--- BEGIN Records supplied ---
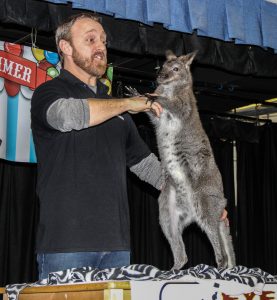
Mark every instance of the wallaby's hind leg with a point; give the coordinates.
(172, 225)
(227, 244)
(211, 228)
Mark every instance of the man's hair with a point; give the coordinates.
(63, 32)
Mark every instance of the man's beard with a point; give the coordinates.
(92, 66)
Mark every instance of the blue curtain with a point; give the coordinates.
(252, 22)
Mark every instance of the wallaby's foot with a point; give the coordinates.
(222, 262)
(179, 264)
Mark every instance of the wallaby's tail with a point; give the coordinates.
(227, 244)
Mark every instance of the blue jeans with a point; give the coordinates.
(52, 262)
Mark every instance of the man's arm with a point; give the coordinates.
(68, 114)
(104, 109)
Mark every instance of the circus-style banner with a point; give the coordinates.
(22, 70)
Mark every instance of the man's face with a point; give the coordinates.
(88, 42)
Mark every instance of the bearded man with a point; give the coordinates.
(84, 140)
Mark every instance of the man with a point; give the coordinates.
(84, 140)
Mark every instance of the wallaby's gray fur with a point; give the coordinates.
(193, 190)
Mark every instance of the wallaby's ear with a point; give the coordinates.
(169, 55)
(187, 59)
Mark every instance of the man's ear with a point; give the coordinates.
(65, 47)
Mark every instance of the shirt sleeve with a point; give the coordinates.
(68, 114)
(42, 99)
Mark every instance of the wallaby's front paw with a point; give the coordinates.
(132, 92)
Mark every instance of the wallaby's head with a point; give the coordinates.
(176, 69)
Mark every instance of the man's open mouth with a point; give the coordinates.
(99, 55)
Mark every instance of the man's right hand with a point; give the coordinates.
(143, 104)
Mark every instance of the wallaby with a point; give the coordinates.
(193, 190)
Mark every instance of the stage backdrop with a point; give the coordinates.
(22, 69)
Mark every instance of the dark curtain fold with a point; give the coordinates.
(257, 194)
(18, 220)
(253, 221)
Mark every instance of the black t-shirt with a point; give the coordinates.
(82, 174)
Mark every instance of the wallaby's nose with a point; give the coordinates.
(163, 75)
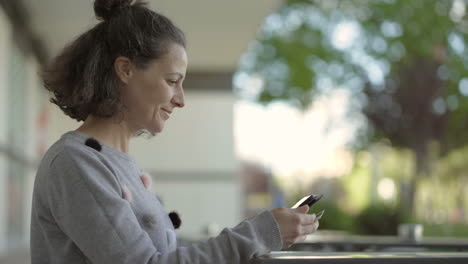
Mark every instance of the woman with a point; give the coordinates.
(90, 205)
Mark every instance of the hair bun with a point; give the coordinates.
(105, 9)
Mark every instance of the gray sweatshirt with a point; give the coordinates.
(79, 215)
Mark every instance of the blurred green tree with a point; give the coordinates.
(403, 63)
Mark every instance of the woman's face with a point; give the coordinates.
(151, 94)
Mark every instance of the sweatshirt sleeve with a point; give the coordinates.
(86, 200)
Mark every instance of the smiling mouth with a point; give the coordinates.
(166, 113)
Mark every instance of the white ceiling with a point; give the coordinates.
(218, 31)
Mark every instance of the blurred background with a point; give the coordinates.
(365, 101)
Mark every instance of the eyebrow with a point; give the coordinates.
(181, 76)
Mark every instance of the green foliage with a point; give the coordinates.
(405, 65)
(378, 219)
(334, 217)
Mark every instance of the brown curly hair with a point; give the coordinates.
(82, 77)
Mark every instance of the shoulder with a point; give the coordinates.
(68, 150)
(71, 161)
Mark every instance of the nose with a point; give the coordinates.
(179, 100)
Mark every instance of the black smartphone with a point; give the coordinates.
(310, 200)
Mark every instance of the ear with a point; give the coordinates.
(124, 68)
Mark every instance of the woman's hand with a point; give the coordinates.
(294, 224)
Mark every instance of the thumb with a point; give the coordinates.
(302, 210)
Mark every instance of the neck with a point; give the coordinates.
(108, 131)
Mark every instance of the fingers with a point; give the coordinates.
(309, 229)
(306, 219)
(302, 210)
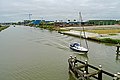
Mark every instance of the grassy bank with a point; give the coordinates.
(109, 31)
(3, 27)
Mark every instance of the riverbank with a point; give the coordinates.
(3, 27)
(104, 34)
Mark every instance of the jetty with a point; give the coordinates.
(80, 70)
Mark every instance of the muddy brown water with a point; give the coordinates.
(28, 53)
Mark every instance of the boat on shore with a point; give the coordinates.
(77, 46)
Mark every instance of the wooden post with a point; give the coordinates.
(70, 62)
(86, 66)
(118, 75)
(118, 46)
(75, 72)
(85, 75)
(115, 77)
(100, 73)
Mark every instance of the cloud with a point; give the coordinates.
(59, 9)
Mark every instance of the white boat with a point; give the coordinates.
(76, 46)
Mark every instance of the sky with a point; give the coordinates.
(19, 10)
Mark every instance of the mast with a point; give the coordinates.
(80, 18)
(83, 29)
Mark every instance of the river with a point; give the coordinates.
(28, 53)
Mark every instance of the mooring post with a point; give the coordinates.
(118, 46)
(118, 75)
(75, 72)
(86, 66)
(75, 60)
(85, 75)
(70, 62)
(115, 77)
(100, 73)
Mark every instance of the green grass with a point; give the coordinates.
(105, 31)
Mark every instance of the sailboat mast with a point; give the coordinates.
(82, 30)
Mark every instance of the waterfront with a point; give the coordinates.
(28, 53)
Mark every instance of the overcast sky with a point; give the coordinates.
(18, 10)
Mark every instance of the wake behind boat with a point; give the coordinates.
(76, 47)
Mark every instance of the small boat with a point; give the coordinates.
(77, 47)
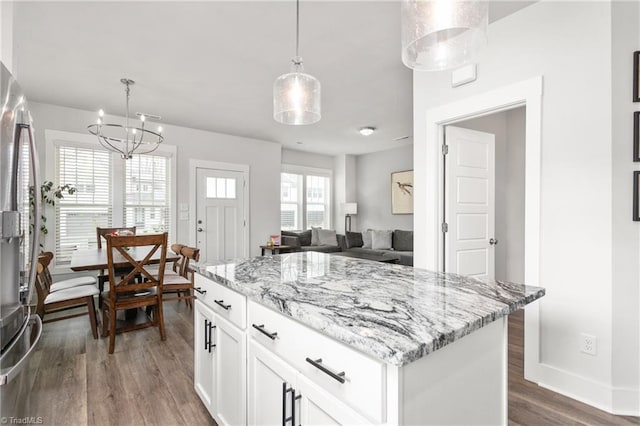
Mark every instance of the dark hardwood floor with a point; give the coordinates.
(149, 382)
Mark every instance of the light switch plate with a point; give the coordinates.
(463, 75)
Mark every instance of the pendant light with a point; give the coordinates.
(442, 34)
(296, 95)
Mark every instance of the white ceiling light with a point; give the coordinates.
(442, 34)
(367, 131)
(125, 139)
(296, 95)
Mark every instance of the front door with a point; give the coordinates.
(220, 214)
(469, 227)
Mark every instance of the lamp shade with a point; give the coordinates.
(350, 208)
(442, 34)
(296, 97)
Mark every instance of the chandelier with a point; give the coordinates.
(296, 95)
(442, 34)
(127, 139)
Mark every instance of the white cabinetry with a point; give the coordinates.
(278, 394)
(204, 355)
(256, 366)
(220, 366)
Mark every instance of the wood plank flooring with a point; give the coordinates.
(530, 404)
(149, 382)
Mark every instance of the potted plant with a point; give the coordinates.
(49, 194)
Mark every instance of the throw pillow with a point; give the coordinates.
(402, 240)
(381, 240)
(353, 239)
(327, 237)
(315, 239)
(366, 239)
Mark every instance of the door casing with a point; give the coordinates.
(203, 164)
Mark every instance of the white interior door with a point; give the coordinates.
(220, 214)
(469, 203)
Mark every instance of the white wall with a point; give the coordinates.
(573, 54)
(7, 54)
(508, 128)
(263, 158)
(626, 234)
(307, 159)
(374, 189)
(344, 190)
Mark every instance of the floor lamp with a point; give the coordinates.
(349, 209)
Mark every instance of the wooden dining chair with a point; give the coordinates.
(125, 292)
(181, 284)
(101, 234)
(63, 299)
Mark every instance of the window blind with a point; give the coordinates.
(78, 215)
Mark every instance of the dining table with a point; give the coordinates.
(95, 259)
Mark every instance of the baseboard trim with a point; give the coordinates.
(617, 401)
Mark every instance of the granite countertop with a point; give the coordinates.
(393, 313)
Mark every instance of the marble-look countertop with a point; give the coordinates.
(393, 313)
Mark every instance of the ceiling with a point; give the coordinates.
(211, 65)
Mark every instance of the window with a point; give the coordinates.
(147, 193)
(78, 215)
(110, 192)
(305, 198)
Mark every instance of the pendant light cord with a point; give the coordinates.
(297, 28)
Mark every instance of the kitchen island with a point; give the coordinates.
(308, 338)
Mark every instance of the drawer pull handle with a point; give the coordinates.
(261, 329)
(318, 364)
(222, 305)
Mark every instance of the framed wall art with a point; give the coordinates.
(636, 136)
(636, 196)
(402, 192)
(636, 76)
--- END Records supplied ---
What is being asked: All of the data needs repeating exactly, but the pictures do not.

Finished task:
Mark every instance of the wallaby's hind leg with a point; give the coordinates.
(172, 225)
(227, 244)
(211, 228)
Mark every instance of the man's hair with a point; give the coordinates.
(63, 32)
Mark every instance of the man's beard with a point; give the coordinates.
(92, 66)
Mark every instance of the blue curtain with a point; give the coordinates.
(252, 22)
Mark every instance of the wallaby's foot with a point; give the coordinates.
(222, 262)
(179, 264)
Mark every instance of the wallaby's tail with a point; give the coordinates.
(227, 244)
Mark every instance of the blue jeans with a point; give the coordinates.
(52, 262)
Mark every instance of the man's arm with a point; give the coordinates.
(68, 114)
(104, 109)
Mark every instance of the circus-style banner with a point; give the coordinates.
(22, 70)
Mark every instance of the man's face with a point; give the coordinates.
(88, 42)
Mark every instance of the bearded man with a point; give the coordinates.
(84, 140)
Mark every instance of the man with a point; give the coordinates.
(84, 140)
Mark every instance of the wallaby's gray fur with a point; give the coordinates.
(193, 190)
Mark every instance of the wallaby's ear with a point; give the coordinates.
(169, 55)
(187, 59)
Mark every instance of the man's ear with a point; give the coordinates.
(65, 47)
Mark every instance of the shirt sleeve with a point; give the coordinates.
(68, 114)
(42, 99)
Mark every instance of the wallaby's front paw with a point; give the coordinates.
(132, 92)
Mark every instance of the wallaby's head with a point; give the coordinates.
(176, 69)
Mark every instance of the man's open mouth with a point; give the coordinates.
(99, 55)
Mark every instance of the man's right hand with a point; give the coordinates.
(143, 104)
Mark every instance of the wallaby with a point; give the coordinates.
(193, 190)
Mark every instance of the stage backdrop with a point; give the coordinates.
(22, 69)
Mark every instance of the dark curtain fold with a point; give the coordinates.
(257, 194)
(18, 220)
(253, 221)
Mark every instance of the black t-shirt with a point; give the coordinates.
(82, 174)
Mark every instance of the wallaby's nose with a point; give the coordinates.
(163, 75)
Mark every instance of the woman with a point; give the coordinates.
(90, 205)
Mark every instance of the hair bun with a point; give the coordinates.
(105, 9)
Mark every instance of the gray sweatshirt with a point; give the coordinates.
(79, 215)
Mark every instance of the blurred green tree with a point; give the coordinates.
(403, 63)
Mark every instance of the woman's face with a point; give the coordinates.
(151, 94)
Mark every instance of the sweatshirt sleeve with a point; give the coordinates.
(86, 200)
Mark every instance of the smiling mouth with a point; give the coordinates.
(166, 113)
Mark every instance of the white ceiling with a point; give the coordinates.
(218, 31)
Mark every instance of the blurred background with a point; give the coordinates.
(365, 101)
Mark every instance of the eyebrow with a point; give the coordinates.
(181, 76)
Mark every instance of the green foliage with a point; give the coordinates.
(405, 65)
(378, 219)
(334, 217)
Mark every instance of the brown curly hair with a point; give the coordinates.
(82, 77)
Mark every instance of the shoulder with a point; give the coordinates.
(68, 150)
(71, 161)
Mark every instance of the nose with a point; give the coordinates.
(179, 100)
Mark every instance of the black smartphone with a point; give the coordinates.
(310, 200)
Mark every instance of the ear with a point; give the coordinates.
(124, 68)
Mark every instance of the woman's hand with a point; give the coordinates.
(294, 224)
Mark every instance of the thumb with a point; give the coordinates.
(302, 210)
Mark every instance of the neck with a point; give the coordinates.
(108, 131)
Mark every instance of the fingers with a point; give the coordinates.
(309, 229)
(306, 219)
(302, 210)
Mark every instance of the grassy bank with a point; give the coordinates.
(109, 31)
(3, 27)
Mark every instance of the riverbank with a point; give the coordinates.
(3, 27)
(104, 34)
Mark every instance of the jetty with a point; give the coordinates.
(80, 70)
Mark every instance of the muddy brown water with a point; give the coordinates.
(28, 53)
Mark every instance of the boat on shore with a point; give the coordinates.
(77, 46)
Mark every instance of the wooden post with a point; give the coordinates.
(70, 62)
(86, 66)
(118, 75)
(118, 46)
(75, 72)
(85, 75)
(115, 77)
(100, 73)
Mark every instance of the cloud with a point; give the coordinates.
(59, 9)
Mark every instance of the white boat with a point; give the coordinates.
(76, 46)
Mark every instance of the sky with a point; give the coordinates.
(19, 10)
Mark every instance of the mast with a point; give the coordinates.
(80, 18)
(83, 29)
Mark every instance of the river with a point; give the coordinates.
(28, 53)
Mark every instance of the mooring post with a point; give the coordinates.
(118, 46)
(118, 75)
(75, 72)
(86, 66)
(75, 60)
(85, 75)
(70, 62)
(115, 77)
(100, 73)
Mark every instance of the green grass with a point; give the coordinates.
(105, 31)
Mark every instance of the sailboat mast with a point; give the coordinates.
(82, 30)
Mark every instance of the waterfront with a point; give the coordinates.
(28, 53)
Mark every instance of the overcast sky with a point; give the coordinates.
(18, 10)
Mark every instance of the wake behind boat with a point; give the coordinates.
(76, 47)
Mark every instance of the small boat with a point; give the coordinates.
(77, 47)
Mark every instance of the dark hardwood floor with a point; give the coordinates.
(149, 382)
Mark every instance of the light switch plate with a point; give the coordinates.
(463, 75)
Mark every instance of the pendant light with a point; give the coordinates.
(442, 34)
(296, 95)
Mark every instance of the white ceiling light with a point; give the coordinates.
(442, 34)
(367, 131)
(125, 139)
(296, 95)
Mark every instance of the front door with a point; give the coordinates.
(220, 214)
(469, 227)
Mark every instance of the lamp shade with a point; give the coordinates.
(350, 208)
(442, 34)
(296, 97)
Mark every instance of the chandelier with a point; give the coordinates.
(296, 95)
(442, 34)
(127, 139)
Mark every instance of the white cabinetry with a point; give the coordinates.
(278, 394)
(204, 355)
(256, 366)
(220, 366)
Mark every instance of the wood plank flooring with a point; give the coordinates.
(530, 404)
(149, 382)
Mark every instance of the potted plant with a point; give the coordinates.
(49, 194)
Mark every instance of the throw pillow with a point; give the coordinates.
(402, 240)
(381, 240)
(353, 239)
(327, 237)
(315, 239)
(366, 239)
Mark every instance of the door casing with a point; give the coordinates.
(203, 164)
Mark every instance of the white interior door with a point; give the coordinates.
(220, 214)
(469, 203)
Mark every instance of the white wall with a point; give the coordinates.
(573, 54)
(7, 54)
(508, 128)
(263, 158)
(626, 234)
(307, 159)
(374, 189)
(344, 190)
Mark every instance of the floor lamp with a point; give the coordinates.
(349, 209)
Mark every instance of the wooden dining chair with a point; give the coordinates.
(125, 292)
(181, 284)
(101, 234)
(63, 299)
Mark every instance of the window blind with a point; give the coordinates.
(78, 215)
Mark every instance of the dining table with a point; give the coordinates.
(95, 259)
Mark every instance of the baseboard trim with a point; give the coordinates.
(617, 401)
Mark every instance of the granite countertop with a point; give the coordinates.
(393, 313)
Mark every instance of the marble-look countertop with a point; give the coordinates.
(393, 313)
Mark every instance of the ceiling with a point; give the coordinates.
(211, 65)
Mark every instance of the window with a point; give the coordinates.
(147, 193)
(78, 215)
(110, 192)
(305, 198)
Mark every instance of the pendant light cord with a point; give the coordinates.
(297, 28)
Mark every instance of the kitchen island with a point; give the coordinates.
(308, 338)
Mark every instance of the drawer pull handle with a point; give the coordinates.
(261, 329)
(318, 364)
(222, 305)
Mark every instance of the framed wall art with a point; give the coordinates.
(636, 136)
(636, 196)
(402, 192)
(636, 76)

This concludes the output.